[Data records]
_ _ _ _

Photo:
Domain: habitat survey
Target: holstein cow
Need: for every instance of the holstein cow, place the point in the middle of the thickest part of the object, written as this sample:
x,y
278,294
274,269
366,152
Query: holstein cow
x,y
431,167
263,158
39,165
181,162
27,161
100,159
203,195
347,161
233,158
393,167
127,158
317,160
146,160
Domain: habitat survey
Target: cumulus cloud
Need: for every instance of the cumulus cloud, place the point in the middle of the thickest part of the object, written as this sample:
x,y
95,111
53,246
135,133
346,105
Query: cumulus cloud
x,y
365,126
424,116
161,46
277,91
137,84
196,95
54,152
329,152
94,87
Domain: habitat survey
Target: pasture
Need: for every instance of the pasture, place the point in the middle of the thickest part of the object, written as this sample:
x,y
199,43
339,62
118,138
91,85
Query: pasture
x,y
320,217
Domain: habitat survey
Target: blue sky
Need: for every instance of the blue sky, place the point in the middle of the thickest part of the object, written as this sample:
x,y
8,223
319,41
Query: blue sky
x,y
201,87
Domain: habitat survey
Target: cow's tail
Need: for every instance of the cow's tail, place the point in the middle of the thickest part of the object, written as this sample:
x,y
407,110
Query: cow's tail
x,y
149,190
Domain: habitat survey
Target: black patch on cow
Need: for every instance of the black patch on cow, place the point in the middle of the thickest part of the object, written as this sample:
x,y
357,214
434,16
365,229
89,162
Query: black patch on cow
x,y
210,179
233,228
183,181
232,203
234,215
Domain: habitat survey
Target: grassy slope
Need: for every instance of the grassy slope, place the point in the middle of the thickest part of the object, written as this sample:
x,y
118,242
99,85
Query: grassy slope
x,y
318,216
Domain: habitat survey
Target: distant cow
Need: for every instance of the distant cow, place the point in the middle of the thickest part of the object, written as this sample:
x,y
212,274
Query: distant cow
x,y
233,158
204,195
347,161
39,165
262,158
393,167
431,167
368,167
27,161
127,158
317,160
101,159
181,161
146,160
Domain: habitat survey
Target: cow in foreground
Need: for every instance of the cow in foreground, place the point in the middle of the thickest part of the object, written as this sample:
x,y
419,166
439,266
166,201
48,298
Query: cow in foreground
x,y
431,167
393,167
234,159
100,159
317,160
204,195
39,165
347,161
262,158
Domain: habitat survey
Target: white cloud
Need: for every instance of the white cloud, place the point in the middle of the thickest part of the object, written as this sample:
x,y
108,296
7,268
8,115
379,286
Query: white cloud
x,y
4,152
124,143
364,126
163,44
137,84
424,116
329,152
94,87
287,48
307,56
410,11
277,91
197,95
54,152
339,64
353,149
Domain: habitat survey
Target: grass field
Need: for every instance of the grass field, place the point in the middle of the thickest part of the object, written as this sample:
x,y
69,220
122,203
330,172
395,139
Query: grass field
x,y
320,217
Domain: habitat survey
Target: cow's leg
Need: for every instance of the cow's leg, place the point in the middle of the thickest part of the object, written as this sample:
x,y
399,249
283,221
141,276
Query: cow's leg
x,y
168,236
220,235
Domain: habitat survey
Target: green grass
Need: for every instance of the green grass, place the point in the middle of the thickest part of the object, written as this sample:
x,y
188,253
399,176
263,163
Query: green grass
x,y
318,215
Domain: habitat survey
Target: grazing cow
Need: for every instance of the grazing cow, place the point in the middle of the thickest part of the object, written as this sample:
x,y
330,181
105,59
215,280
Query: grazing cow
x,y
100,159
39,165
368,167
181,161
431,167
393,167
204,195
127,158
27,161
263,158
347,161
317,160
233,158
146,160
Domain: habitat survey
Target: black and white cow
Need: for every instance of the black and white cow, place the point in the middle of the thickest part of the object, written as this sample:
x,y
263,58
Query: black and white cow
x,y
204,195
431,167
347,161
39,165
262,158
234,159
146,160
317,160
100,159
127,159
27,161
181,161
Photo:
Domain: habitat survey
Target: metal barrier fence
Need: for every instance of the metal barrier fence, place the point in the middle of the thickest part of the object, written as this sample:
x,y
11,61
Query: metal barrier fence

_ _ _ _

§ **Problem to work on**
What is needed is an exact transcription of all the data.

§ **Solution for this problem**
Photo:
Domain: habitat survey
Target: holstein cow
Need: for every instance of the holstein cow, place the point in the middle of the thickest part of the object, written as this sample:
x,y
278,294
274,269
366,152
Query: holstein cow
x,y
431,167
263,158
39,165
181,162
27,161
100,159
203,195
347,161
233,158
393,167
127,158
317,160
146,160
Domain: habitat survey
Target: cumulus cloud
Need: for every instance of the cumulus cloud, place the point in the middle of the thickest part of the object, written as this sample:
x,y
95,111
53,246
135,133
346,105
Query: cumulus cloud
x,y
365,126
424,116
161,46
277,91
137,84
196,95
54,152
329,152
94,87
Domain: habitat survey
Target: pasture
Need: for every instance of the pasture, place the point in the middle of the thickest part of the object, written as this sample:
x,y
199,43
339,62
118,138
91,85
Query: pasture
x,y
320,217
Domain: habitat survey
Target: blue sky
Need: for every instance of the blue sky, place the point in the middle of the thickest part of the object, written as this sample:
x,y
8,223
319,41
Query: blue sky
x,y
201,87
Domain: habitat survey
Target: cow's tail
Need: for every instance of the cow's tail, place the point in the middle of the thickest part of the object, written as this sample:
x,y
407,110
Query: cow's tail
x,y
149,190
Domain: habitat survey
Target: black patch on cow
Need: for every instance of the black patch on cow, place the point in the middle of the thickest part of the object, written as this sample:
x,y
357,214
434,16
365,229
89,162
Query: black patch on cow
x,y
210,179
233,228
183,181
232,203
234,215
Domain: habitat survey
Target: grassy slope
Need: for every instance of the grassy slope, place the point in the middle of the thickest part of the object, written as this sample:
x,y
118,242
99,85
Query: grassy slope
x,y
318,216
Domain: habitat survey
Target: distant cow
Need: for every instance of the distant cow, place the point in the middle of the thickest part of the object, written as this sample:
x,y
212,274
Query: distant cow
x,y
233,158
204,195
347,161
39,165
262,158
393,167
431,167
368,167
27,161
127,158
317,160
101,159
181,161
146,160
Domain: habitat survey
Target: cow in foreground
Need: for every instance of the cow in foreground, place the point in the middle of the thickest part of the object, written as this sample:
x,y
419,166
439,266
166,201
48,298
Query: cow in foreground
x,y
431,167
393,167
234,159
100,159
317,160
204,195
39,165
347,161
262,158
Domain: habitat survey
Target: white cloud
Need: for every instance of the white cloud, place the point in the middle of the thickest part of the object, written as this sample:
x,y
108,296
7,268
8,115
379,286
Query: white cloud
x,y
4,152
124,143
364,126
163,44
137,84
424,116
329,152
94,87
287,48
307,56
410,11
277,91
197,95
54,152
339,64
353,149
Domain: habitat survey
Target: grass field
Need: for every instance of the grass field, place the point in the middle of the thickest part of the object, written as this sample:
x,y
69,220
122,203
330,172
395,139
Query: grass field
x,y
320,217
Domain: habitat survey
Target: cow's leg
Need: for every instance of the cow's leg, place the point in the middle of the thickest part of the object, written as this sample:
x,y
399,249
283,221
141,276
Query: cow's leg
x,y
168,236
220,235
Domain: habitat survey
Target: green grass
Need: for every instance of the green grass, place the point in the middle of the thickest part of the object, written as this sample:
x,y
188,253
399,176
263,163
Query: green grass
x,y
318,215
Domain: habitat survey
Target: grazing cow
Need: for every instance of the grazing cow, place the point in the middle of the thickest part of the object, written as this sample:
x,y
330,181
105,59
215,280
Query: grazing cow
x,y
100,159
39,165
368,167
181,161
431,167
393,167
204,195
127,158
27,161
263,158
347,161
317,160
233,158
146,160
Domain: habitat survey
Target: black and white cow
Need: for every instance of the black and white cow, place the point in the middle of the thickest part of the object, written as this sample:
x,y
263,58
Query: black and white cow
x,y
204,195
431,167
347,161
39,165
262,158
234,159
146,160
317,160
100,159
127,159
27,161
181,161
Photo:
Domain: habitat survey
Target: metal barrier fence
Need: for every instance of the metal barrier fence, place the point in the middle of the thickest part of the object, written as this sample:
x,y
11,61
Query: metal barrier fence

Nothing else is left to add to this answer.